STATED PROBLEM:
Take the material below and write it all out again exactly.

------

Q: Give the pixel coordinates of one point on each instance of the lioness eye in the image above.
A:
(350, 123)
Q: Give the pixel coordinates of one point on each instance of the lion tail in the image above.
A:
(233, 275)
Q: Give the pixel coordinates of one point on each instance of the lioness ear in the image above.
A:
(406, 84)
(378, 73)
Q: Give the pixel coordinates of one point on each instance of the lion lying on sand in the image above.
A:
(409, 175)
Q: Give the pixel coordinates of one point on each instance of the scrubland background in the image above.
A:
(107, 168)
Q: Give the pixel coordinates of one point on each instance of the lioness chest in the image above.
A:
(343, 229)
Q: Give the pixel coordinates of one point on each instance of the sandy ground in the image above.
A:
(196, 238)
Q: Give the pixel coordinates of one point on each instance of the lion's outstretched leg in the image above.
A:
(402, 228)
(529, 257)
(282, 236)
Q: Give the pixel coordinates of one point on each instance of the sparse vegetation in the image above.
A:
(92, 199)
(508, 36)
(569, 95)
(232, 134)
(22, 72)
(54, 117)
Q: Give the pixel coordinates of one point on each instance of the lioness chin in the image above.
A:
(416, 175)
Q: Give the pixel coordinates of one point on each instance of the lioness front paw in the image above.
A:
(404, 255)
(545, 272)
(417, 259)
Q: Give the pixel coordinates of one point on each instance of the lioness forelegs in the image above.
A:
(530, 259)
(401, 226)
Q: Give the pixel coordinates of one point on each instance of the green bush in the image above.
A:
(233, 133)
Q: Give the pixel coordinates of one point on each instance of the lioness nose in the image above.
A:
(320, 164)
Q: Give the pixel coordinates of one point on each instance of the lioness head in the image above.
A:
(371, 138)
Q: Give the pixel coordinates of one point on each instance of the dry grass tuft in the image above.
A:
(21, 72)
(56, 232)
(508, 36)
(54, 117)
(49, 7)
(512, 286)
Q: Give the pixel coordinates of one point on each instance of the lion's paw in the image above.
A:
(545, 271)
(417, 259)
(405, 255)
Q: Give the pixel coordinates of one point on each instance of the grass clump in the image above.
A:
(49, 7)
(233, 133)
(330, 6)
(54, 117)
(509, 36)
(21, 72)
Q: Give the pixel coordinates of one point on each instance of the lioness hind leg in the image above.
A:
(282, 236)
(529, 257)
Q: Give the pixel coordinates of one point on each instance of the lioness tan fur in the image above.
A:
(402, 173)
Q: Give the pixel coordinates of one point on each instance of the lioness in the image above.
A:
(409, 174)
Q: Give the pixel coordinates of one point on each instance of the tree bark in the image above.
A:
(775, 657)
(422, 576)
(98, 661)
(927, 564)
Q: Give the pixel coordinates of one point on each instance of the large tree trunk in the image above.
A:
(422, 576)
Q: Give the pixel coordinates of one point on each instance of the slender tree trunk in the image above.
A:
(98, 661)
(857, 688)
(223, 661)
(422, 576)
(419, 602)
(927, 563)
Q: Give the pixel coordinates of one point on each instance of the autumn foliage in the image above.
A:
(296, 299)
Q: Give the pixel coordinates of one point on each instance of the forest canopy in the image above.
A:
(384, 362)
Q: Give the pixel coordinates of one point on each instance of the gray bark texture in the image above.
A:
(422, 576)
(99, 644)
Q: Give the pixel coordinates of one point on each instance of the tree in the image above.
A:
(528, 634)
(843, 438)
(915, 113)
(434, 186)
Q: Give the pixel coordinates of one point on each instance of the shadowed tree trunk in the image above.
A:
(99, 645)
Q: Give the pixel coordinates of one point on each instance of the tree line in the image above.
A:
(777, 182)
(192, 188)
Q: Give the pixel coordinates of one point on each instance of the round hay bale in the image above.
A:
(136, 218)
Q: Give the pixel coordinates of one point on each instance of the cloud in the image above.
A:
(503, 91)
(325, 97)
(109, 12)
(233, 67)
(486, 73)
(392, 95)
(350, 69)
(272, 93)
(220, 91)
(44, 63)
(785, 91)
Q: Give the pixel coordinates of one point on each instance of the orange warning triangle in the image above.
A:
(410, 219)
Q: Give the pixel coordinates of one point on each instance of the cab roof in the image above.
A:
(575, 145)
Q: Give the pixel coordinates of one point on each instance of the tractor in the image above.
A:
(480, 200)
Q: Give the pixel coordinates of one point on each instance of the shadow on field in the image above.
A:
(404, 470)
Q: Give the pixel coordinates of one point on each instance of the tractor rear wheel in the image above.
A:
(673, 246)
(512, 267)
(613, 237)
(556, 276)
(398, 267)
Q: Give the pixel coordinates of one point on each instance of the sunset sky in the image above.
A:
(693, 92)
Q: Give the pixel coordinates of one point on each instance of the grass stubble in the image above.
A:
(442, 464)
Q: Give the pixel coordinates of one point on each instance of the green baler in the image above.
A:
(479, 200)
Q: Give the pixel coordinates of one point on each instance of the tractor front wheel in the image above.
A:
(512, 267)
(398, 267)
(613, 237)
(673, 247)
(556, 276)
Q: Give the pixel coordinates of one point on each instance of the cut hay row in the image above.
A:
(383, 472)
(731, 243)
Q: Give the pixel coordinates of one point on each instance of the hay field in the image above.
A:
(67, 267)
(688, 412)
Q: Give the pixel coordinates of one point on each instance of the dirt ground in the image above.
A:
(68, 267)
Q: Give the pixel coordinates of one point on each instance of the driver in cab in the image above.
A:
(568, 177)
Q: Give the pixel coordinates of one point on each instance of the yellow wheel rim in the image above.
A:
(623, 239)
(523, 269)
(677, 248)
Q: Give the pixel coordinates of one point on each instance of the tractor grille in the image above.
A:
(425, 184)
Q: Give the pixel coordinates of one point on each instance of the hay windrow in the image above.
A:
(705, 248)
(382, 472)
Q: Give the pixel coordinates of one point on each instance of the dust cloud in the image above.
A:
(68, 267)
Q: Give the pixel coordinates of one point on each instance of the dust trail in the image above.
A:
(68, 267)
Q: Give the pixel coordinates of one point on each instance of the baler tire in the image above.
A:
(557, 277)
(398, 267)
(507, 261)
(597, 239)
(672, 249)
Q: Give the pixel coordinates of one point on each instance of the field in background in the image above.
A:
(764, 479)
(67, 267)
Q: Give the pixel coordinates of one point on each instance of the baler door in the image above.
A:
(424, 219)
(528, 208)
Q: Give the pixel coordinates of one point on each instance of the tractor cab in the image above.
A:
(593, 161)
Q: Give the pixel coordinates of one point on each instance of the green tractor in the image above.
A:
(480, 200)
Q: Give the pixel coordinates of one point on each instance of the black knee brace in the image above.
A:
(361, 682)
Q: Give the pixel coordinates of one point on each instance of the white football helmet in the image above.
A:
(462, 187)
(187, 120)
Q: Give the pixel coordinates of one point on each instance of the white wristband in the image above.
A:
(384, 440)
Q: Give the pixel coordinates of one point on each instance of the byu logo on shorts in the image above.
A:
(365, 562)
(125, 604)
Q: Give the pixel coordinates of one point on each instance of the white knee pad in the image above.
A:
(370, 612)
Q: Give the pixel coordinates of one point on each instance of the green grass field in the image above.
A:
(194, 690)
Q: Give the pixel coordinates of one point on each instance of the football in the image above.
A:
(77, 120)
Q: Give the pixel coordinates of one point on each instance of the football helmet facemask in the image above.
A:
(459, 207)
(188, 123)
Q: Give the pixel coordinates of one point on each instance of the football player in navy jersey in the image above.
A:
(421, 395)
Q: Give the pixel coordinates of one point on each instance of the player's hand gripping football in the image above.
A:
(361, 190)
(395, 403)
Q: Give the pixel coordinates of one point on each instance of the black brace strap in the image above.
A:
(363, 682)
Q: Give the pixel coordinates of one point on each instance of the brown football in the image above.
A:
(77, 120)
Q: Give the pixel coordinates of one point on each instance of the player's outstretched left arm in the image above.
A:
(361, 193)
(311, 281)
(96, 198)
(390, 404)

------

RESPONSE TO THIS TASK:
Q: Give the pixel coordinates of one point on each instance of the lioness eye in the image above.
A:
(350, 123)
Q: Give the pixel coordinates of one point on each instance of the lion tail in the image above.
A:
(233, 275)
Q: Give the pixel coordinates of one point on each instance of the lioness ear in the image above.
A:
(406, 84)
(378, 73)
Q: Give the pixel coordinates of one point on each instance of the lion lying on sand in the image above.
A:
(409, 175)
Q: Give the pixel coordinates of one point on each instance of the scrubland background in the image above.
A:
(107, 168)
Q: Give the pixel coordinates of one point on each instance of the lioness chest in the image above.
A:
(343, 229)
Q: Give the pixel coordinates of one point on each instance of the sandy ground in the image above.
A:
(196, 238)
Q: Give the pixel coordinates of one point on each instance of the lion's outstretched leg in the image above.
A:
(402, 228)
(529, 257)
(282, 236)
Q: Give the pixel coordinates of one point on each instance of the sparse vegetation in the image above.
A:
(92, 199)
(508, 36)
(569, 95)
(232, 134)
(22, 72)
(54, 117)
Q: Give the pixel coordinates of one point on each instance of the lioness chin in the image above.
A:
(416, 175)
Q: Give the pixel coordinates of one point on each instance of the lioness front paw in the image above.
A:
(404, 255)
(545, 272)
(417, 259)
Q: Give the pixel coordinates of one point on each instance of the lioness forelegs in the image above.
A:
(530, 259)
(401, 226)
Q: Give the pixel coordinates of one point on each instance of the green bush in the image above.
A:
(233, 133)
Q: Give the pixel coordinates of one point on each instance of the lioness nose in the image above.
A:
(320, 164)
Q: Give the pixel coordinates of one point on each instance of the lioness head in the image above.
A:
(371, 138)
Q: Give the pixel coordinates of one point on each instance of the dry grass tuft in the image above.
A:
(21, 72)
(56, 232)
(508, 36)
(54, 117)
(49, 7)
(512, 286)
Q: Give the pixel coordinates of one point on each instance of the lion's paw in the image above.
A:
(545, 271)
(417, 259)
(405, 255)
Q: Give the pixel coordinates of one point on each instance of the grass clump in the image above.
A:
(49, 7)
(233, 133)
(330, 6)
(54, 117)
(509, 36)
(21, 72)
Q: Give the pixel coordinates of one point on each instance of the lioness hind leg in the image above.
A:
(282, 236)
(529, 257)
Q: Give the pixel coordinates of one point on each instance of the lioness tan fur in the image above.
A:
(402, 173)
Q: Give the pixel coordinates of one point on each instance of the lioness in the image above.
A:
(409, 174)
Q: Give the pixel coordinates of one point on each instance of the tree bark in the image above.
A:
(775, 657)
(422, 576)
(98, 661)
(927, 564)
Q: Give the pixel coordinates of one point on each instance of the large tree trunk in the image above.
A:
(422, 576)
Q: Give the pixel coordinates of one point on each instance of the slender tree trunk in the image above.
A:
(98, 661)
(857, 688)
(223, 661)
(422, 576)
(419, 602)
(927, 563)
Q: Give the pixel coordinates of one point on each instance of the autumn foliage in the image above.
A:
(296, 299)
Q: Give the pixel coordinates of one point on each instance of the forest canopy in the image above.
A:
(384, 362)
Q: Give the pixel coordinates of one point on each instance of the gray bark texture in the image above.
A:
(422, 576)
(99, 644)
Q: Give the pixel coordinates of one point on each instance of the tree in the image above.
A:
(528, 634)
(843, 438)
(915, 113)
(434, 186)
Q: Give the pixel coordinates of one point on each instance of the shadowed tree trunk in the image above.
A:
(99, 645)
Q: Give the pixel coordinates of one point on each instance of the tree line in the image above.
A:
(777, 182)
(192, 188)
Q: Give the pixel coordinates of one point on each instance of the round hay bale in the image above.
A:
(136, 218)
Q: Give the pixel coordinates of one point on each instance of the cloud in the image above.
A:
(503, 91)
(325, 97)
(109, 12)
(233, 67)
(486, 73)
(392, 95)
(350, 69)
(272, 93)
(220, 91)
(44, 63)
(785, 91)
Q: Give the pixel coordinates of one point on each instance of the orange warning triangle in the image above.
A:
(410, 219)
Q: Give the pixel coordinates of one point on each instance of the cab roof in the image above.
A:
(575, 145)
Q: Give the pixel coordinates of one point on each instance of the tractor in the image above.
A:
(480, 200)
Q: Give the pixel coordinates of one point on each instance of the shadow on field in the image above.
A:
(404, 470)
Q: Give the pixel coordinates of one point on each instance of the tractor rear wheel in the image above.
A:
(673, 246)
(512, 267)
(613, 237)
(556, 276)
(398, 267)
Q: Give the pixel coordinates of one point on each instance of the sunset sky in the image above.
A:
(693, 92)
Q: Give the pixel coordinates of one point on each instance of the grass stubble in the image above.
A:
(442, 464)
Q: Give the pixel coordinates of one point on each instance of the green baler in the image above.
A:
(479, 200)
Q: Give the pixel coordinates of one point on each instance of the tractor front wheel in the image above.
A:
(512, 267)
(398, 267)
(613, 237)
(673, 247)
(556, 276)
Q: Give the pixel coordinates of one point on each instance of the cut hay row in the image above.
A:
(383, 472)
(731, 243)
Q: Give the pixel coordinates of one point on each instance of the hay field in the image above.
A:
(67, 267)
(688, 412)
Q: Give the pixel coordinates of one point on each instance of the dirt ground in the image above.
A:
(68, 267)
Q: Give the pixel coordinates of one point on each instance of the driver in cab in the image above.
A:
(568, 177)
Q: Give the pixel coordinates of one point on each instance of the yellow wheel rim in the image above.
A:
(623, 239)
(523, 269)
(677, 248)
Q: Give the pixel coordinates of one point on each instance of the tractor grille in the image above.
A:
(425, 184)
Q: Give the pixel coordinates of one point on each instance of the hay windrow in the image above.
A:
(705, 248)
(382, 472)
Q: Give the pixel coordinates of one point on each instance of the dust cloud in the image above.
A:
(68, 267)
Q: Give the pixel coordinates of one point on each instance of the dust trail in the image above.
A:
(68, 267)
Q: Give the pixel coordinates of one point on each instance of the baler tire in the image above.
A:
(557, 277)
(398, 267)
(507, 261)
(597, 239)
(672, 249)
Q: Give the pixel coordinates of one point on each instance of the field in background in the image above.
A:
(764, 479)
(67, 267)
Q: Give the pixel coordinates of one point on each instance of the baler door in the image above.
A:
(424, 219)
(528, 208)
Q: Give the pixel coordinates of one point on each instance of the tractor cab in the image above.
A:
(593, 161)
Q: Give the pixel coordinates of one point on each instance of the green tractor in the image above.
A:
(480, 200)
Q: Give the pixel coordinates of one point on each instance of the black knee brace in the image above.
A:
(361, 682)
Q: Give the pixel coordinates of one point on each instance of the white football helmet in the image above.
A:
(462, 187)
(187, 120)
Q: Give the pixel coordinates of one point on each instance of the white wristband in the image above.
A:
(384, 440)
Q: Give the pixel coordinates of one point on each instance of the byu logo on shorts in the image above.
A:
(365, 562)
(125, 604)
Q: Give the pixel coordinates of one point on each instance of the white knee pad in the image above.
A:
(370, 612)
Q: Give the pixel coordinates of one point on each instance of the green grass field in the image above.
A:
(194, 690)
Q: Give the pixel coordinates of one point on each instance of the football in the image above.
A:
(77, 120)
Q: Give the pixel coordinates of one point on each instance of the football helmet facemask in the image above.
A:
(459, 207)
(188, 123)
Q: Give the pixel coordinates of one point on each instance of the football player in navy jersey in the image above.
A:
(421, 395)
Q: Give the pixel coordinates of one point on each instance of the player's hand gripping football in the image above.
A:
(361, 190)
(395, 403)
Q: Give the pixel coordinates of one point on each instance of the black brace strap in the image above.
A:
(363, 682)
Q: Give the pixel coordinates of one point on each instance of the brown football in the image above.
A:
(77, 120)
Q: Give the pixel coordinates of one point on each instance of the player's outstretched left arm in the image above.
A:
(361, 193)
(311, 281)
(96, 198)
(390, 404)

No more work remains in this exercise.